[Box-labeled dataset extracts]
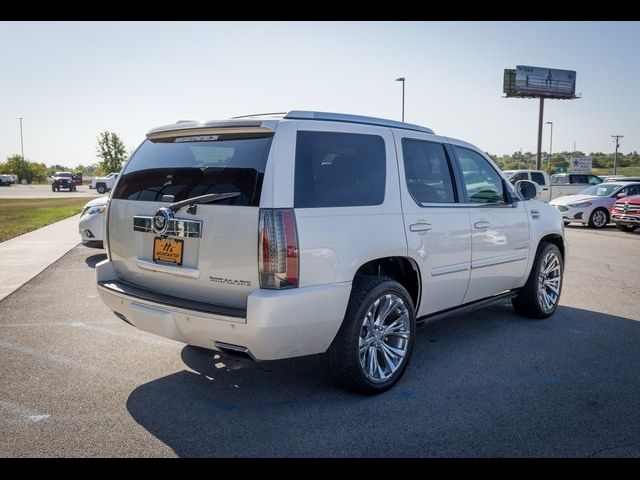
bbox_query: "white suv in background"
[96,111,566,393]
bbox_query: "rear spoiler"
[147,119,273,140]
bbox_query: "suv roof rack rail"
[230,112,287,119]
[284,110,434,133]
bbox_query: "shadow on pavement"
[84,253,107,268]
[127,303,640,457]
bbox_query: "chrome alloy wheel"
[592,210,607,228]
[538,252,562,312]
[358,293,411,383]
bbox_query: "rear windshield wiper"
[167,192,240,213]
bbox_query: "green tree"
[0,153,47,183]
[96,130,127,174]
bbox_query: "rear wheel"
[511,242,564,318]
[324,276,416,394]
[589,208,609,228]
[616,223,638,232]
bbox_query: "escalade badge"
[151,207,173,235]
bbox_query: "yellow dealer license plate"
[153,237,184,266]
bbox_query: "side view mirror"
[515,180,540,200]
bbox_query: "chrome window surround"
[133,215,202,238]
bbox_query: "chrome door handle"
[409,223,433,232]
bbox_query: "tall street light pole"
[611,135,624,175]
[18,117,25,180]
[396,77,404,122]
[545,122,553,170]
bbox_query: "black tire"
[323,275,416,395]
[511,242,564,319]
[616,223,638,233]
[589,208,609,228]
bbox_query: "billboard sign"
[515,65,576,98]
[571,157,592,173]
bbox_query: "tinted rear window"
[113,135,273,207]
[294,131,386,208]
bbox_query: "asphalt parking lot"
[0,185,100,198]
[0,225,640,457]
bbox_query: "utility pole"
[396,77,405,122]
[611,135,624,175]
[18,117,26,180]
[545,122,553,170]
[536,97,544,170]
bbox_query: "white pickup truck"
[502,170,602,202]
[91,172,118,193]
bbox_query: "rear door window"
[453,146,505,203]
[113,134,273,207]
[509,172,529,183]
[294,131,386,208]
[402,138,456,204]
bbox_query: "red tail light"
[258,209,299,289]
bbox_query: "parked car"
[503,170,552,202]
[73,173,82,185]
[96,111,566,394]
[602,175,640,182]
[0,174,13,187]
[550,173,602,200]
[91,172,118,193]
[51,172,76,192]
[551,182,640,228]
[503,170,602,202]
[0,173,18,186]
[78,197,109,248]
[611,195,640,232]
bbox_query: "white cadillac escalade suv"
[96,111,566,393]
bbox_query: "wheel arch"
[353,256,422,312]
[536,233,565,263]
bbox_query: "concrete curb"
[0,214,80,301]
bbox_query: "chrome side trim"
[471,252,529,269]
[431,262,469,277]
[133,215,202,238]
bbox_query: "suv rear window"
[294,131,386,208]
[113,134,273,207]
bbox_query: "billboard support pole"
[536,97,544,170]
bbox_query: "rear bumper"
[96,260,351,360]
[78,213,105,244]
[552,204,591,223]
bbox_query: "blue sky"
[0,22,640,166]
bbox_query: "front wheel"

Aim:
How many lines of the listing above contain the string "pole"? Case counts, and the reply should be only the number.

Written response:
3